* Problem description *
Look through the records, and wherever the string "tree" turns up, copy out that line.

/---

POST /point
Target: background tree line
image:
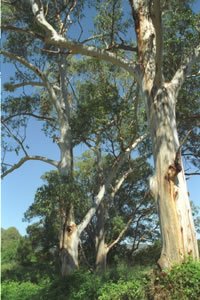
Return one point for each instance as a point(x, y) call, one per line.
point(122, 103)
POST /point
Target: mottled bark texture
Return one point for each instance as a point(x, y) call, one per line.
point(168, 185)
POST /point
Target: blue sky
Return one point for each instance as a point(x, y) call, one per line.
point(18, 189)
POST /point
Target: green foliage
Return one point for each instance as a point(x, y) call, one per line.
point(182, 282)
point(19, 291)
point(148, 255)
point(121, 282)
point(122, 290)
point(9, 242)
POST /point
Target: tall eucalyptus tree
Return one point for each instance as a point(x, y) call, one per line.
point(168, 185)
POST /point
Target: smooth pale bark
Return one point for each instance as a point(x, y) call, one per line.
point(170, 191)
point(101, 247)
point(168, 184)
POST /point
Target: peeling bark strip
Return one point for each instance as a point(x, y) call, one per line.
point(168, 185)
point(176, 222)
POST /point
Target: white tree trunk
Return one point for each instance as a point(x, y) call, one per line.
point(101, 247)
point(168, 184)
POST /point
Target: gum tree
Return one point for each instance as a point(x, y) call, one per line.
point(168, 185)
point(47, 70)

\---

* Result of the task *
Target: background tree line
Target: tall eucalyptus tree
Target: white tree trunk
Target: gum tree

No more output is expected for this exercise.